Each entry below is to be extracted exactly.

• ROWS:
[start]
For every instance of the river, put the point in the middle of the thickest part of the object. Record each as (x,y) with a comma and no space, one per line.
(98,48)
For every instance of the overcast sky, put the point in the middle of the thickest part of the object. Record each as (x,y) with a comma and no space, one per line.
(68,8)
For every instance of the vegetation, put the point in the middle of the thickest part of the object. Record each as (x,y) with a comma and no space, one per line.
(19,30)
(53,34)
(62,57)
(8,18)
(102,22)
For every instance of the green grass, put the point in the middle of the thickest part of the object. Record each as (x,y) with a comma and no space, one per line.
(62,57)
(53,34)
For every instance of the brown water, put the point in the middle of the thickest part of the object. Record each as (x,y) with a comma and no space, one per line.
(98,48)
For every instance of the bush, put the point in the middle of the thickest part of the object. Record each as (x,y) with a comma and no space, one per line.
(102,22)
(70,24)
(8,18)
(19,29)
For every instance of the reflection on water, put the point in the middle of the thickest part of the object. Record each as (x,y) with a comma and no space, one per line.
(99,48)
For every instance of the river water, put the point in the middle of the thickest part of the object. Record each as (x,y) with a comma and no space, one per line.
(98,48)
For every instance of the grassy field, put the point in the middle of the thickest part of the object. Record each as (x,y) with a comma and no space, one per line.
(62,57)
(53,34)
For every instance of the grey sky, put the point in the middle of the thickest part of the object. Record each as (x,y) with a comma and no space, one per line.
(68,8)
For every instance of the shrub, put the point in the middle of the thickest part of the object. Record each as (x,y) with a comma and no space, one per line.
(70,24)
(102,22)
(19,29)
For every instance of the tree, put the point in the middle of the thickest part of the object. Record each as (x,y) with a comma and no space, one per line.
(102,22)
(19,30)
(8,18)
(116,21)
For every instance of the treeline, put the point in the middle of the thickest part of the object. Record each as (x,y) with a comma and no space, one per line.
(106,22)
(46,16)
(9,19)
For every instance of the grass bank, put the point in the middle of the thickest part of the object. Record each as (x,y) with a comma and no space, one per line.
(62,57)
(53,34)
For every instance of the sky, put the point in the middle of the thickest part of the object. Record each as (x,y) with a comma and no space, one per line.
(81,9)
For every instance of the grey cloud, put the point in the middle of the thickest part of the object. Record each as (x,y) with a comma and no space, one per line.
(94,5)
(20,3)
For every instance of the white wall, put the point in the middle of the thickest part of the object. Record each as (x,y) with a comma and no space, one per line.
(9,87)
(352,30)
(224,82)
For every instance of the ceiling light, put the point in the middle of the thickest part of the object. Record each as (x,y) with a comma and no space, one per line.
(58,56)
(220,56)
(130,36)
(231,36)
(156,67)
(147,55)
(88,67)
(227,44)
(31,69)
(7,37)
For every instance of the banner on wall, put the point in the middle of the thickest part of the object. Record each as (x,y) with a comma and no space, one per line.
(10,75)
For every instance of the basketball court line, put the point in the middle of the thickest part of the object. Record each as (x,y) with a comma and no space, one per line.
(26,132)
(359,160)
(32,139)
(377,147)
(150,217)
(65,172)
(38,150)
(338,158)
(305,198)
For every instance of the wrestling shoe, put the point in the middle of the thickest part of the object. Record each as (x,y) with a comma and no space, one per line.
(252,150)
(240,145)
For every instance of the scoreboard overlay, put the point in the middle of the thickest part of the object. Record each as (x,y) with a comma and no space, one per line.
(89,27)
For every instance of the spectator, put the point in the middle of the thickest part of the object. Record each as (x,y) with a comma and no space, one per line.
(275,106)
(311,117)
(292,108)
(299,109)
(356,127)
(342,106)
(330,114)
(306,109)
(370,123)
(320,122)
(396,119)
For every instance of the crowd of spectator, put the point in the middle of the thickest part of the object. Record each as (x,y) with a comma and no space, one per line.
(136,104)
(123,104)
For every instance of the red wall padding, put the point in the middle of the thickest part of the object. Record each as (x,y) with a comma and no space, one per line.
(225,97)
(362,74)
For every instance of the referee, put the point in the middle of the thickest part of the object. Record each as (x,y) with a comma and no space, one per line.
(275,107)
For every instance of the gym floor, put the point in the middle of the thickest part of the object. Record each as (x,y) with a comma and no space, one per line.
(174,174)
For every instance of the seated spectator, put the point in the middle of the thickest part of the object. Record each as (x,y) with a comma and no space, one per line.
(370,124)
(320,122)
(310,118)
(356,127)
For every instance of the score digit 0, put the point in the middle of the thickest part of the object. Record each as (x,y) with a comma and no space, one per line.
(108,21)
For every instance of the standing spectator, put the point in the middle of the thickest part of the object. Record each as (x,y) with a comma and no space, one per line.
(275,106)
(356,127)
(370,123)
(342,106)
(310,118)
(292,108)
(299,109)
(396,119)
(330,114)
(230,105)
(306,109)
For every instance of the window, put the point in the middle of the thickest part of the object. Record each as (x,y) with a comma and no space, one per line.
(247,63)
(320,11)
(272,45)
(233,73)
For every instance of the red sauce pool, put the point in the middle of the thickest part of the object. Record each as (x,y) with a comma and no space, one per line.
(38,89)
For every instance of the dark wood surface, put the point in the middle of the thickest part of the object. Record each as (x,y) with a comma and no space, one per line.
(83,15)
[end]
• PROBLEM SOLUTION:
For every instance of the river, put the point in the middle of the thickest part of the object. Record each as (x,y) with a comma and no space, one per line.
(98,48)
For every instance of the overcast sky, put the point in the middle of the thickest part of the object. Record each as (x,y) with a comma and no space, one per line.
(68,8)
For every instance of the vegetation, put the point in the middle of the thickest part of the object. Record each as (x,y) with a comma and no space, one per line.
(19,30)
(53,34)
(62,57)
(8,18)
(102,22)
For every instance of the green grass, put the point in the middle of the thickest part of the object. Record each as (x,y) with a comma and no space, one per line.
(62,57)
(53,34)
For every instance of the brown water, put the point in the middle of the thickest part of the object. Record each as (x,y) with a comma and no space, one per line.
(98,48)
For every instance of the bush, put the point in the middle of the thickest part of the object. Record each as (x,y) with a comma and no space, one per line.
(102,22)
(70,24)
(8,18)
(19,29)
For every instance of the reflection on water, put the point in the middle of the thickest part of the object. Record each as (x,y) with a comma and no space, one per line.
(99,48)
For every instance of the river water, put the point in the middle of the thickest part of the object. Record each as (x,y) with a comma and no space, one per line.
(98,48)
For every instance of the grassy field, put the point in the middle of the thickest part of the object. Record each as (x,y) with a comma and no space, one per line.
(62,57)
(53,34)
For every instance of the grey sky, put the point in the middle of the thickest part of the object. Record each as (x,y) with a comma and no space, one per line.
(68,8)
For every instance of the shrub, put the point in the middle of the thickest part of the object. Record each as (x,y) with a comma and no space, one per line.
(70,24)
(102,22)
(19,29)
For every instance of the tree, put the point in the middle of the thickest part of the object. Record each as (x,y) with a comma and no space, one per line.
(102,22)
(19,30)
(8,18)
(116,21)
For every instance of the treeline, put the point in the middle of the thickest part of the object. Record each as (x,y) with a comma and no space, one per line.
(106,22)
(46,16)
(9,19)
For every instance of the grass bank, put the point in the middle of the thickest part of the object. Record each as (x,y) with a comma and no space, one per line.
(62,57)
(53,34)
For every instance of the sky, put the point in the middle of the thickest part of the object. Record each as (x,y) with a comma and no space, one per line.
(81,9)
For every instance of the grey cloud, put the point in the middle of the thickest part of the object. Record each as (x,y) with a comma and no space, one per line.
(94,5)
(20,3)
For every instance of the white wall, put the point in the middle of the thickest part of the object. Record each as (x,y) with a comma and no space, one per line.
(9,87)
(352,30)
(224,82)
For every instance of the ceiling light, put the point in the middle of the thickest part of the object. Record each as (x,y) with a comma and no space, one per line.
(58,56)
(220,56)
(130,36)
(231,36)
(156,67)
(147,55)
(88,67)
(227,44)
(31,69)
(7,37)
For every instance of the banner on wall, put the point in the middle of the thickest part of the object. Record each as (x,y) with a comma and no space, one per line.
(10,75)
For every instance of the basketball court line, put the point in the middle of the thickest part of the object. Record each as (x,y) with a comma and no space, one per line.
(26,132)
(359,160)
(32,139)
(377,147)
(150,217)
(65,172)
(38,150)
(338,158)
(305,198)
For every instance of the wrestling shoe, put the point in the middle of the thickest part of the object. Record each as (x,y) with a comma and no space, one per line.
(252,150)
(240,145)
For every instance of the scoreboard overlay, put the point in the middle of the thickest part of the object. Record each as (x,y) with a comma and no space, one per line.
(89,27)
For every instance of the spectator, put the point in the middle of the thickest part of the object. Record each as (x,y) with a comma and no space, one per line.
(275,106)
(311,117)
(292,108)
(299,109)
(356,127)
(342,106)
(330,114)
(306,109)
(370,123)
(320,122)
(396,119)
For every instance of the crowd of spectator, put the point in the middle of the thickest part of the object. Record each as (x,y) with a comma and no space, one per line.
(136,104)
(123,104)
For every instance of the red wall padding, put the point in the middle of the thickest part of the object. Record each as (x,y) with a comma and no space, one per line.
(225,97)
(362,74)
For every instance of the referee, put the point in the middle of the thickest part of the object. Record each as (x,y) with a comma and no space, one per line.
(275,107)
For every instance of the gym floor, put the point in the middle of the thickest part of the object. Record each as (x,y) with a comma and no space, one per line.
(174,174)
For every instance of the seated spectator, put the point in the middle of the thickest part of the object. Record each as (x,y) with a comma and no space, one per line.
(370,124)
(320,122)
(310,118)
(356,127)
For every instance of the score digit 0, put the point in the middle of the thickest part of the object. Record each as (x,y) with a comma and no space, one per line.
(108,21)
For every instance of the standing spectator, put the point in the middle of the thickest part of the object. Record each as (x,y) with a comma and no space, one per line.
(275,106)
(356,127)
(370,123)
(342,106)
(310,118)
(292,108)
(299,109)
(396,119)
(330,114)
(230,105)
(306,109)
For every instance of the window, put the point in the middle of the thickest part of the object. Record each as (x,y) with a comma and no space, one per line.
(247,63)
(320,11)
(272,45)
(233,73)
For every instance of the red sauce pool, put the point in the middle of the thickest part of the object. Record each as (x,y) with a comma and no space, one per line.
(38,89)
For every instance of the dark wood surface, put the point in the middle of the thickest part of the object. Record each as (x,y) with a comma and no space, one per line.
(83,15)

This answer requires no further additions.